Entries taken from a collection:
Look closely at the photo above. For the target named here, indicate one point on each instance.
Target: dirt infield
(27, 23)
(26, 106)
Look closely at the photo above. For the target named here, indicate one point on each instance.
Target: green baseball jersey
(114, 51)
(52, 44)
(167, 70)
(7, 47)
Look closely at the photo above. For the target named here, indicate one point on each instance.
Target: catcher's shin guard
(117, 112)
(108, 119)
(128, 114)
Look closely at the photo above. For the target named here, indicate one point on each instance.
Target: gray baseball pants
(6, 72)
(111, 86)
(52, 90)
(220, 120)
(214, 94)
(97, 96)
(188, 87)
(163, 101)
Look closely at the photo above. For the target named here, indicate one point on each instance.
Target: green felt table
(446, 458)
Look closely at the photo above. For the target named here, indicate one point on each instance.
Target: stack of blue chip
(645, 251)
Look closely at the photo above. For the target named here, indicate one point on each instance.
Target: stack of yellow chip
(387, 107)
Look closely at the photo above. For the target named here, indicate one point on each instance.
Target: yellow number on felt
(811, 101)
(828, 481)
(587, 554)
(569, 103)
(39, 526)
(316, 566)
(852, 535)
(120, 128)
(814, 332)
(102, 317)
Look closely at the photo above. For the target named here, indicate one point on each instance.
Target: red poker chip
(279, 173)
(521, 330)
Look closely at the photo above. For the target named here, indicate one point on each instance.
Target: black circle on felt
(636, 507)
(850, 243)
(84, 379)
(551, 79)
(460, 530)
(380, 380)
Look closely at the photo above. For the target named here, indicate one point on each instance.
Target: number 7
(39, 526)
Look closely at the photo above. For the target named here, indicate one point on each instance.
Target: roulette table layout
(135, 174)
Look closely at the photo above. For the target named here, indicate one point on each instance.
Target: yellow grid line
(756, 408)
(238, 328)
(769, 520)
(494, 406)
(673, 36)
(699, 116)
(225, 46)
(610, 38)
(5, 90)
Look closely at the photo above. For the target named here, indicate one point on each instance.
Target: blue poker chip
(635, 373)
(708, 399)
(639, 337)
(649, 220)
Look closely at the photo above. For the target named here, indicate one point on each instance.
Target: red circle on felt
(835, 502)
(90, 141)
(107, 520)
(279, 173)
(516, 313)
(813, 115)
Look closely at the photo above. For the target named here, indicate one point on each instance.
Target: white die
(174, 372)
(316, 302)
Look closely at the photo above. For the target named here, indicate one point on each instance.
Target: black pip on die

* [BRIEF] Recopy the entries above exactly, with every line included.

* [ANSWER FOR THE TASK]
Look closely at the photo above. For the target named here, indicate one point on each instance.
Target: dirt infield
(27, 23)
(26, 106)
Look closely at the photo above. For the target named here, indicate one point on each instance.
Target: green baseball jersey
(114, 51)
(52, 44)
(167, 70)
(7, 47)
Look closely at the photo above. For the target named here, indicate one point on each instance.
Target: catcher's shin guard
(117, 112)
(108, 119)
(128, 114)
Look closely at the photo above. For the target named here, indicate one point on each instance.
Target: gray baseball pants
(6, 72)
(111, 86)
(52, 90)
(220, 120)
(214, 94)
(97, 96)
(188, 87)
(163, 101)
Look closely at the photo above. For the target named here, indicate one point on each instance.
Target: green felt table
(446, 458)
Look closely at the photo above. For the target named here, indicate one point on each instance.
Target: stack of blue chip
(645, 251)
Look closely at the photo above. For the target named here, indicate one point on each instance.
Target: stack of yellow chip
(387, 107)
Look closely at the photo above. For the target named here, indicate one point on each instance.
Target: yellow number on felt
(811, 101)
(828, 481)
(587, 554)
(569, 103)
(39, 526)
(316, 566)
(852, 535)
(120, 128)
(814, 332)
(102, 317)
Look closely at the photo above. For the target named here, indicate one point on each instance.
Target: red poker chip
(279, 173)
(521, 330)
Look closely at the photo above. For the target named here, indicate one point on each instance.
Target: black circle on felt
(636, 507)
(850, 243)
(84, 379)
(551, 79)
(460, 530)
(380, 380)
Look closely at the photo above. For the target named here, indicate one point on each instance.
Target: number 7
(39, 526)
Look closely at the photo above. For the target named here, indicate one point on each instance.
Target: roulette table layout
(135, 174)
Look closely at the photo above. For the target named here, indicate one point on each instance.
Target: yellow grid line
(756, 408)
(238, 328)
(769, 520)
(494, 406)
(673, 36)
(699, 116)
(225, 46)
(610, 38)
(5, 90)
Look closely at the photo above. For the target named here, indicate one point on each instance.
Target: blue poker chip
(635, 373)
(708, 399)
(639, 337)
(649, 220)
Look closely at the photo above. For the target named here, indicate one point on each instance.
Target: red circle on felt
(835, 502)
(90, 141)
(107, 520)
(279, 173)
(516, 313)
(813, 115)
Look closely at the photo above. For the target named here, indicate one point on each instance.
Target: white die
(174, 372)
(316, 302)
Look closely at the photo above. For the target named here, indicate one point on each instance.
Target: black pip on die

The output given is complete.